| TASK DETAILS |
Rewrite all of the data below as a numbered list, leaving out any blank lines.

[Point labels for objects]
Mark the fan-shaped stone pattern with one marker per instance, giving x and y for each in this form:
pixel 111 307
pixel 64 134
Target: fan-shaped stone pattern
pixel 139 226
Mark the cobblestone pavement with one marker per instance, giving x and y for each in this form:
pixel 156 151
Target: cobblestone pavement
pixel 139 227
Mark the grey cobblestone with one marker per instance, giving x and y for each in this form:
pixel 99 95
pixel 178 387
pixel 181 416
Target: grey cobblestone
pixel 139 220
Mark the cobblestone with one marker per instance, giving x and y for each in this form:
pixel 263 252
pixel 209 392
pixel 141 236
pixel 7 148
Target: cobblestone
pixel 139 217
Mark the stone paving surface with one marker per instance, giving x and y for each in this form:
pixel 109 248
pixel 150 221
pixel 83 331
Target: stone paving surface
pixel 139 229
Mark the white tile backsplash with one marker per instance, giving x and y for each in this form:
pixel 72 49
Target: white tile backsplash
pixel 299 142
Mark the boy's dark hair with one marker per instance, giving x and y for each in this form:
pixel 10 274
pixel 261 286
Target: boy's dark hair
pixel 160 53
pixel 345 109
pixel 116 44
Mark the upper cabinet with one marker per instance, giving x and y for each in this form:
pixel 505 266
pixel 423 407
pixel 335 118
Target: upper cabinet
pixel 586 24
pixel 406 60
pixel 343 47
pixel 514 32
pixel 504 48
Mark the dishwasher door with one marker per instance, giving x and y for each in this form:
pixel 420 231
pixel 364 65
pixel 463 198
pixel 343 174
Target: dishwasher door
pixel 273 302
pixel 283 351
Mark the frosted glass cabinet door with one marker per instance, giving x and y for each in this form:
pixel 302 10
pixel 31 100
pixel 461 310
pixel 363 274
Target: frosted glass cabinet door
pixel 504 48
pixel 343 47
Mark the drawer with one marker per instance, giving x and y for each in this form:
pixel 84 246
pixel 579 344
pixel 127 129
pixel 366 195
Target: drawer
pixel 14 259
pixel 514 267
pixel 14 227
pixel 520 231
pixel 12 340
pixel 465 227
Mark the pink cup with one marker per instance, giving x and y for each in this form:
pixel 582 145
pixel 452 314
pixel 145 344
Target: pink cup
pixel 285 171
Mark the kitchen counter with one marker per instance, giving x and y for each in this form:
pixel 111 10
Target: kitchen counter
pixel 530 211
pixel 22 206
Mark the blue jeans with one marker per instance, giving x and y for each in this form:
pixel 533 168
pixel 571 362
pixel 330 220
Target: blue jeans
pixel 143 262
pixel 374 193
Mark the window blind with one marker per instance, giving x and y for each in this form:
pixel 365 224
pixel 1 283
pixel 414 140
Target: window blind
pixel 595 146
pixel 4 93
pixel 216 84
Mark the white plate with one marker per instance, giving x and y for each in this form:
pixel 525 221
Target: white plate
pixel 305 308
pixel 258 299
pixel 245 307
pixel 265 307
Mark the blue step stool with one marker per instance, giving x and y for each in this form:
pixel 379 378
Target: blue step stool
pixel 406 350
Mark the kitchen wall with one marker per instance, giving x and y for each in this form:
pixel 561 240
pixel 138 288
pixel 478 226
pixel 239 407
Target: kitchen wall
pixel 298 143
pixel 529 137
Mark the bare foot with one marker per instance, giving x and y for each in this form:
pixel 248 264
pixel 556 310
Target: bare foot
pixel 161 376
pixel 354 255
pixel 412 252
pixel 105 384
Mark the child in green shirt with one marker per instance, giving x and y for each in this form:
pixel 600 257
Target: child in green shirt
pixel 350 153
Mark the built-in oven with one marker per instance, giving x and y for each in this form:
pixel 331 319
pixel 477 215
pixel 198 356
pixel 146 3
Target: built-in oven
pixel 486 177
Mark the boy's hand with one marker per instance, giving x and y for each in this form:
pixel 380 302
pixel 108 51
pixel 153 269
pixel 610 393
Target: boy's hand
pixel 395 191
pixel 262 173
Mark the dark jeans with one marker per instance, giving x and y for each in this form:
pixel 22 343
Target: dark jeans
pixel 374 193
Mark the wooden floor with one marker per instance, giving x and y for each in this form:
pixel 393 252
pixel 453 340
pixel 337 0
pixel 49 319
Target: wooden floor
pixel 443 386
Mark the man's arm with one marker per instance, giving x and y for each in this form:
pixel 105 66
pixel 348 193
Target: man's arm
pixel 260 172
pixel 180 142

| RESPONSE TO THIS EXERCISE |
1. Mark the fan-shaped stone pattern with one marker per instance, giving x and y for each in this form:
2. pixel 111 307
3. pixel 64 134
4. Target: fan-shaped stone pattern
5. pixel 139 226
6. Mark the cobblestone pavement with one marker per instance, giving x and y for each in this form:
7. pixel 156 151
8. Target: cobblestone pavement
9. pixel 139 227
10. Mark the grey cobblestone with one marker per instance, giving x and y for each in this form:
11. pixel 99 95
12. pixel 178 387
13. pixel 181 416
14. Target: grey cobblestone
15. pixel 139 220
16. Mark the cobblestone with one marker per instance, giving x and y for each in this form:
17. pixel 263 252
18. pixel 209 392
19. pixel 141 236
20. pixel 7 148
21. Target: cobblestone
22. pixel 139 217
23. Mark the stone paving surface with one marker per instance, giving x and y for each in this form:
24. pixel 109 248
25. pixel 150 221
26. pixel 83 331
27. Target: stone paving surface
28. pixel 139 229
29. Mark the white tile backsplash with one marker per instance, giving x and y for each in this form:
30. pixel 72 49
31. Target: white tile backsplash
32. pixel 299 142
33. Mark the boy's dark hair with one marker per instance, giving x and y for each in this form:
34. pixel 10 274
35. pixel 261 286
36. Target: boy's dark hair
37. pixel 160 53
38. pixel 345 109
39. pixel 116 44
40. Mark the upper cabinet with one marker per instance, giving x and y for each in this form:
41. pixel 505 266
42. pixel 423 407
43. pixel 335 118
44. Target: upper cabinet
45. pixel 586 24
46. pixel 406 60
47. pixel 343 47
48. pixel 514 32
49. pixel 504 48
50. Mark the dishwasher door with one marker per instance, giving x and y for each in this form:
51. pixel 420 231
52. pixel 364 65
53. pixel 463 198
54. pixel 343 174
55. Target: dishwasher door
56. pixel 273 302
57. pixel 283 351
58. Mark the frosted glass cabinet door with one marker per instance, giving x and y for each in this form:
59. pixel 302 10
60. pixel 31 100
61. pixel 461 310
62. pixel 363 274
63. Target: frosted glass cabinet door
64. pixel 504 48
65. pixel 343 47
66. Mark the drawer with one marker per instance, giving x and y for each in this form:
67. pixel 84 246
68. pixel 579 344
69. pixel 127 129
70. pixel 366 195
71. Target: drawer
72. pixel 14 259
73. pixel 514 267
74. pixel 14 227
75. pixel 520 231
76. pixel 12 340
77. pixel 465 227
78. Mark the pink cup with one marker per instance, giving x and y for each in this form:
79. pixel 582 145
80. pixel 452 314
81. pixel 145 344
82. Target: pink cup
83. pixel 285 171
84. Mark the kitchen counter with one marker per instance, giving x and y for each in this form:
85. pixel 111 10
86. Target: kitchen counter
87. pixel 530 211
88. pixel 22 206
89. Mark the blue jeans with one marker per instance, giving x and y for each in this form:
90. pixel 533 168
91. pixel 571 362
92. pixel 330 220
93. Target: blue jeans
94. pixel 143 262
95. pixel 374 193
96. Mark the window blind with one marker per instance, giving x and y for each in this form:
97. pixel 365 224
98. pixel 1 283
99. pixel 414 140
100. Target: window blind
101. pixel 595 146
102. pixel 4 93
103. pixel 216 84
104. Mark the white plate with one marker per instance, giving x and y for each in this form:
105. pixel 525 221
106. Target: white plate
107. pixel 305 308
108. pixel 258 299
109. pixel 245 307
110. pixel 265 307
111. Mark the blue step stool with one marker per instance, giving x and y for each in this form:
112. pixel 379 378
113. Target: blue step stool
114. pixel 406 350
115. Mark the kitchen wall with one marker per instance, giving x and y for each in this form:
116. pixel 561 240
117. pixel 138 288
118. pixel 478 226
119. pixel 239 407
120. Target: kitchen wall
121. pixel 298 143
122. pixel 529 137
123. Mark the bare foot with one marker per instance, giving x and y for each in this form:
124. pixel 248 264
125. pixel 556 310
126. Target: bare foot
127. pixel 161 376
128. pixel 354 255
129. pixel 412 252
130. pixel 105 384
131. Mark the child in green shirt with one marker per instance, giving x and y for each in this form:
132. pixel 600 257
133. Target: child in green shirt
134. pixel 350 153
135. Mark the built-in oven with one marker per instance, giving x and y for each in this form:
136. pixel 331 319
137. pixel 477 215
138. pixel 198 356
139. pixel 146 3
140. Target: built-in oven
141. pixel 486 177
142. Mark the boy's hand with one marker per instance, giving x and y for each in this form:
143. pixel 380 302
144. pixel 108 51
145. pixel 153 269
146. pixel 610 393
147. Target: boy's hand
148. pixel 395 191
149. pixel 262 173
150. Mark the dark jeans with one marker per instance, giving x and y for each in this form:
151. pixel 22 343
152. Target: dark jeans
153. pixel 374 193
154. Mark the wooden floor with one marker per instance, giving x and y for each in this form:
155. pixel 393 252
156. pixel 453 340
157. pixel 337 0
158. pixel 49 319
159. Target: wooden floor
160. pixel 443 386
161. Mark the man's arm with one marker per instance, giving x and y for each in this form:
162. pixel 105 66
163. pixel 348 193
164. Target: man's arm
165. pixel 260 172
166. pixel 180 142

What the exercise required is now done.